• **What to do**
Word for word, print all of the entries below.

===== Supplied data =====

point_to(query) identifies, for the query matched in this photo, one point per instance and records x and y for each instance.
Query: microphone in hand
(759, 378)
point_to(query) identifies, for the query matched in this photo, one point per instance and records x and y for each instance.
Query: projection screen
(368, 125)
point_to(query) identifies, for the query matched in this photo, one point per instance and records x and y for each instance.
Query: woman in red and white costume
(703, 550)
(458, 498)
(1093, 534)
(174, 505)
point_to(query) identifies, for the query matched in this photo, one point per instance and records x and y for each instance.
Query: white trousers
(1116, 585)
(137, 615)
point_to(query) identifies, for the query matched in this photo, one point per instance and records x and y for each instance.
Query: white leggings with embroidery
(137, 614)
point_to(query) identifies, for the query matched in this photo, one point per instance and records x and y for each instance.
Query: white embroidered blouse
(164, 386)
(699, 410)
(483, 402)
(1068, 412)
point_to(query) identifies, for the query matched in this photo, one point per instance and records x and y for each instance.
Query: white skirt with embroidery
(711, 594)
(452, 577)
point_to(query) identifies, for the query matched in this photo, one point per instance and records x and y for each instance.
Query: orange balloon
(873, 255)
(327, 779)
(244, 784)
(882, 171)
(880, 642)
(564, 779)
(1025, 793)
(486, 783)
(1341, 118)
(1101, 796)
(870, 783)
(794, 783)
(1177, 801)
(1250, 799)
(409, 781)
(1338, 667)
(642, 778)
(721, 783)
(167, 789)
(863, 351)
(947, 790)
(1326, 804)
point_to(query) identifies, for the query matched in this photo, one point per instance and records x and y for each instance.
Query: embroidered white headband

=====

• **Response**
point_to(query) identifies, for the query matched in this photo, one point per instance and records x and y for each instance.
Query: microphone in hand
(759, 378)
point_to(query) identifies, for the query matched in this photo, one point per instance and records x and y for each instance.
Query: projection screen
(368, 125)
point_to(query) identifies, for the query matched in this photo, one point per instance and records x and y for each instance.
Query: woman in red and white costume
(703, 550)
(458, 498)
(1093, 534)
(174, 505)
point_to(query) identifies, for the query matched in this photo, one point per instance and records x and y for each instance.
Query: white trousers
(1116, 585)
(137, 615)
point_to(query) identifies, for the query matched in this photo, one point per instance and records x and y for each instance.
Query: white leggings with embroidery
(137, 614)
point_to(query) identifies, for the query matched in this photo, one point per instance and records x and y for each instance.
Query: white embroidered blouse
(164, 386)
(699, 410)
(483, 402)
(1068, 412)
point_to(query) identifies, for the query matched in this photo, one point per instance and records x and y for each instance.
Query: white skirt with embroidery
(711, 594)
(452, 577)
point_to(query) identifies, for the query matched in this photo, one point per instance and records x and y for each instance.
Query: orange balloon
(873, 255)
(327, 779)
(244, 784)
(882, 171)
(880, 642)
(564, 779)
(1025, 793)
(486, 783)
(1341, 118)
(1101, 796)
(870, 783)
(794, 783)
(1177, 801)
(1250, 799)
(409, 781)
(1338, 667)
(642, 778)
(721, 783)
(167, 789)
(863, 351)
(947, 790)
(1326, 804)
point_to(query) identifies, for the query matched in this photo, one point per instance and records x and y for each instance.
Query: embroidered white headband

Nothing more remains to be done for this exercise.